Avoiding the temptations of life can sometimes be just as tricky as my Tuesday morning trek.  Thank the Lord that we have a map to follow. In the scriptures, we see plenty of things to help us as we face temptations everyday. As I read the Word, I continually see that the power against temptation is not in ourselves! Remember this! We cannot do it on our own!

The power against the temptations in this life is not in our strength, but in our submission.

 1.   Submit to God:  We have all heard “Resist the devil, and he will flee from you”. That is a false statement when standing alone!  James 4:7 qualifies that statement with a power packed intro. “Submit yourselves therefore to God. Resist the devil, and he will flee from you.” In submitting our will to the will of the Father we find strength. Only then does the devil recognize he is outmatched and flee.  Trusting in our own strength, the devil sees easy prey.  First submit your life, dreams, hopes, desires, everything to God, and watch the devil flee in moments of temptation!

2.    Submit to the Word:  When Jesus entered into public ministry He began with the temptation in the wilderness. Matthew 4:1 says, “Then Jesus was led up by the Spirit into the wilderness to be tempted by the devil.” In response to all the temptations He faced, what did He do? He quoted scripture! But He answered, “It is written, “‘Man shall not live by bread alone, but by every word that comes from the mouth of God.’” (Matt 4:4)  The Word of God is powerful for defeating the temptations in our lives. Jesus understood this and we need to follow His example.
So take this practical step: Identify your areas of temptation and MEMORIZE several applicable verses to use in the moment of battle!  Jesus didn’t whip out a scroll! He quoted from memory!  Understand your limitations and submit to the power of scripture in your life.

3.    Submit through Prayer:  In an intense moment of Jesus life, the Garden of Gethsemane, He gave some advise to his closest friends who were there with him. “Watch and pray that you may not enter into temptation. The spirit indeed is willing, but the flesh is weak.” (Mark 14:38)  Unfortunately, these guys were weak.  Jesus knew that through prayer we focus our lives on God’s will.  In prayer, we connect to a strength not in ourselves.  When you know temptation is coming saturate the situation in prayer.  In the middle of temptation, prayer is a key to victory.  Prayer does not change God, but it does change us.  In your prayers, submit to His power in all situations.

(EXTRACTED RECORDS):
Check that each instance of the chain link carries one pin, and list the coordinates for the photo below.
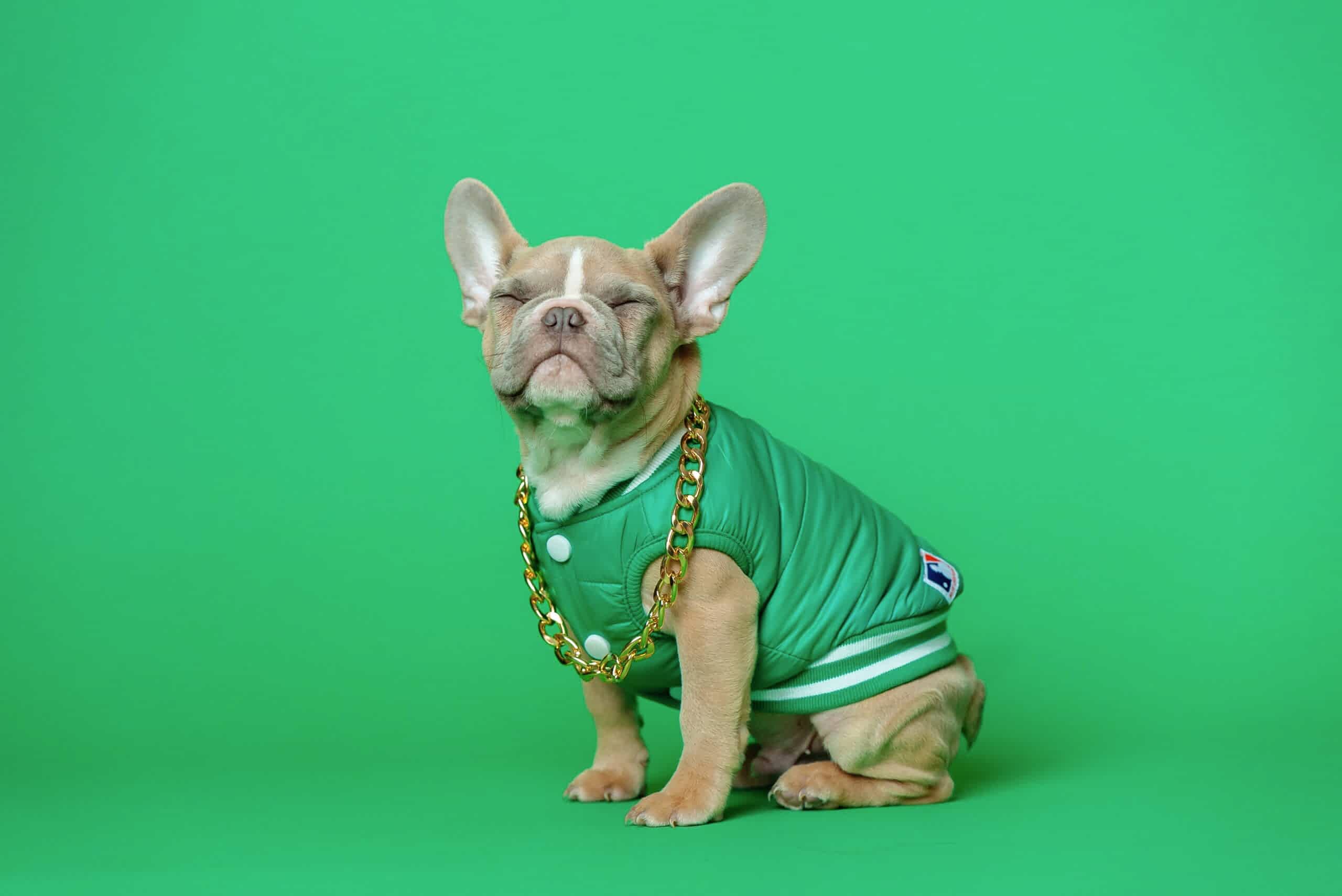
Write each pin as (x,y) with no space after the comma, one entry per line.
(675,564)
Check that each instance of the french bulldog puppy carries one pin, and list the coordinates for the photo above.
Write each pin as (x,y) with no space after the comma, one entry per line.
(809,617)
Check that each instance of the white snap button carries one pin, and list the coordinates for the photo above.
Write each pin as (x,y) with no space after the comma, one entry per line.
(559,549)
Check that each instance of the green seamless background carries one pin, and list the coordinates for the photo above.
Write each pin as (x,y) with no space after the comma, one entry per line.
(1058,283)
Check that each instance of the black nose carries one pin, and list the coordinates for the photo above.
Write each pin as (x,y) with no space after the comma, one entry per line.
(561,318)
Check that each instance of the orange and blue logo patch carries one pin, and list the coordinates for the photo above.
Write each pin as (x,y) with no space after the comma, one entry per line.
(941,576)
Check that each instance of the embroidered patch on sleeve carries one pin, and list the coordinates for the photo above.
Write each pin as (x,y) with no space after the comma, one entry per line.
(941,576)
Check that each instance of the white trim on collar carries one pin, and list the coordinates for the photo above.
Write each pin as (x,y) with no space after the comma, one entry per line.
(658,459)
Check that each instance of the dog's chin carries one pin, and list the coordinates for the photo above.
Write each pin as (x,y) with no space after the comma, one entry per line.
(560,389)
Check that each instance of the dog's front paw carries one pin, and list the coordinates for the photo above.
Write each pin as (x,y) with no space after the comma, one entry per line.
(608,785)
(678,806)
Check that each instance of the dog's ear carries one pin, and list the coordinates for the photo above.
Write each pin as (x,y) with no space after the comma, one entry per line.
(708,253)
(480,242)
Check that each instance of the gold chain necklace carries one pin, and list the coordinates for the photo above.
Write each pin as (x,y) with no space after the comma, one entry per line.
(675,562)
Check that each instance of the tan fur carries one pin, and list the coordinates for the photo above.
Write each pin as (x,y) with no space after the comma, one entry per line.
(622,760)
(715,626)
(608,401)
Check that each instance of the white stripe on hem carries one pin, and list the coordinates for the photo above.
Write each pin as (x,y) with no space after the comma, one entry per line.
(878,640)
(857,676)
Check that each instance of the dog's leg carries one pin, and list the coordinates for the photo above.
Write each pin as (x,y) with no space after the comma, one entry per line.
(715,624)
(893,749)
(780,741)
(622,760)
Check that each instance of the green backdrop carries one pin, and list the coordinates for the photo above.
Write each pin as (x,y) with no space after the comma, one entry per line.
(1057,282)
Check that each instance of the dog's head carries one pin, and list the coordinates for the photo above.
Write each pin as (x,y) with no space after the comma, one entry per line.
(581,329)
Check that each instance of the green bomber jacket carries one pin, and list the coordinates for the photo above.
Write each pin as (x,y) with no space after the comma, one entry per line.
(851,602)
...
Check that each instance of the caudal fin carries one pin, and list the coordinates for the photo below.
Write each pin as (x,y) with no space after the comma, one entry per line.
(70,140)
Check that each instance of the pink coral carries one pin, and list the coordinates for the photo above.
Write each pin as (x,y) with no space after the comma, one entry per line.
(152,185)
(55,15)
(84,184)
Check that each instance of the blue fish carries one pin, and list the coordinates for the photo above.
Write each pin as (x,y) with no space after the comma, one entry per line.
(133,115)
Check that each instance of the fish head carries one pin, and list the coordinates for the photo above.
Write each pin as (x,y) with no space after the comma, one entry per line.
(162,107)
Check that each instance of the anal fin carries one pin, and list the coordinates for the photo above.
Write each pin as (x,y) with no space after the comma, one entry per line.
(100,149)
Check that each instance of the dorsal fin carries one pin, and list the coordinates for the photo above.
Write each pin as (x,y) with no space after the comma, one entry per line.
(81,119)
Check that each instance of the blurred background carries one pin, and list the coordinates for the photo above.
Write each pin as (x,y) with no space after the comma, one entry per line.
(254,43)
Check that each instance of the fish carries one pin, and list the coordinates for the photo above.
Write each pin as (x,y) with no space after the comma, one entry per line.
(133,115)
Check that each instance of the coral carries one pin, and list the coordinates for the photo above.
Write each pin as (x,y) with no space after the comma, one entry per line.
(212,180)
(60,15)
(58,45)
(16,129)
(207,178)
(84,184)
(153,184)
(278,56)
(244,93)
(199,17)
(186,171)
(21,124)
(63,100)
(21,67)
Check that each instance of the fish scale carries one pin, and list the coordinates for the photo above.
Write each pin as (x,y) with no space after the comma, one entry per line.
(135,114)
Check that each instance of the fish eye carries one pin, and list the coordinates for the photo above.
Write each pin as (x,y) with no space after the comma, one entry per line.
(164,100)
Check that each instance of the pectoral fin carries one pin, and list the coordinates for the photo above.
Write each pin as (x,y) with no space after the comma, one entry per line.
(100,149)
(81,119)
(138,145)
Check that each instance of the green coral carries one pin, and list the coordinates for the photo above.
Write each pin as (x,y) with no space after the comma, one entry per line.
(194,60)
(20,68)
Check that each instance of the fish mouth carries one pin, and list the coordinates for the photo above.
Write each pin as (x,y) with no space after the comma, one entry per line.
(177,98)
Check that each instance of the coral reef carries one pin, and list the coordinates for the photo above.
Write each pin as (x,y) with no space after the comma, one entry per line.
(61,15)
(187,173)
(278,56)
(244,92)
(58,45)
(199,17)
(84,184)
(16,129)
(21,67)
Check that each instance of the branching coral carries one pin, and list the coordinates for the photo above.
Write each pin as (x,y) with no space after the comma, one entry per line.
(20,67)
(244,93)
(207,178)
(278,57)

(EXERCISES):
1: Rewrite the part of the devotional on temptation that begins at "3.    Submit through" and ends after "in all situations.", replacing "closest friends" with "disciples".
2: In the devotional on temptation, where does the power against temptation lie?
3: Continue the devotional on temptation from its final sentence.

(OUTPUTS FOR THE TASKS):
1:
3.    Submit through Prayer:  In an intense moment of Jesus life, the Garden of Gethsemane, He gave some advise to his disciples who were there with him. “Watch and pray that you may not enter into temptation. The spirit indeed is willing, but the flesh is weak.” (Mark 14:38)  Unfortunately, these guys were weak.  Jesus knew that through prayer we focus our lives on God’s will.  In prayer, we connect to a strength not in ourselves.  When you know temptation is coming saturate the situation in prayer.  In the middle of temptation, prayer is a key to victory.  Prayer does not change God, but it does change us.  In your prayers, submit to His power in all situations.

2: Not in our strength, but in our submission.

3:
4.    Submit to Accountability:  No one is perfect.  We all fail.  We fail more when we try to handle this life alone.  God created us for community and created the church to be fulfillment of that need.  James 5:16 says, “Therefore, confess your sins to one another and pray for one another, that you may be healed. The prayer of a righteous person has great power as it is working.”  Our culture is one of isolation and loneliness.  It tells us to hide our sin at all cost.  The Bible tells believers to confess.  In this confession we find brothers and sisters ready to support us in the healing process.  We find freedom to allow the Gospel to penetrate to the deepest parts of us with its message of forgiveness and hope.  With accountability we can tackle the struggles and temptations of this life and have a support system through it all.  Do you have people with whom you can be real and honest?  If not, find some.  Submit your private life to those who will push you closer to Jesus.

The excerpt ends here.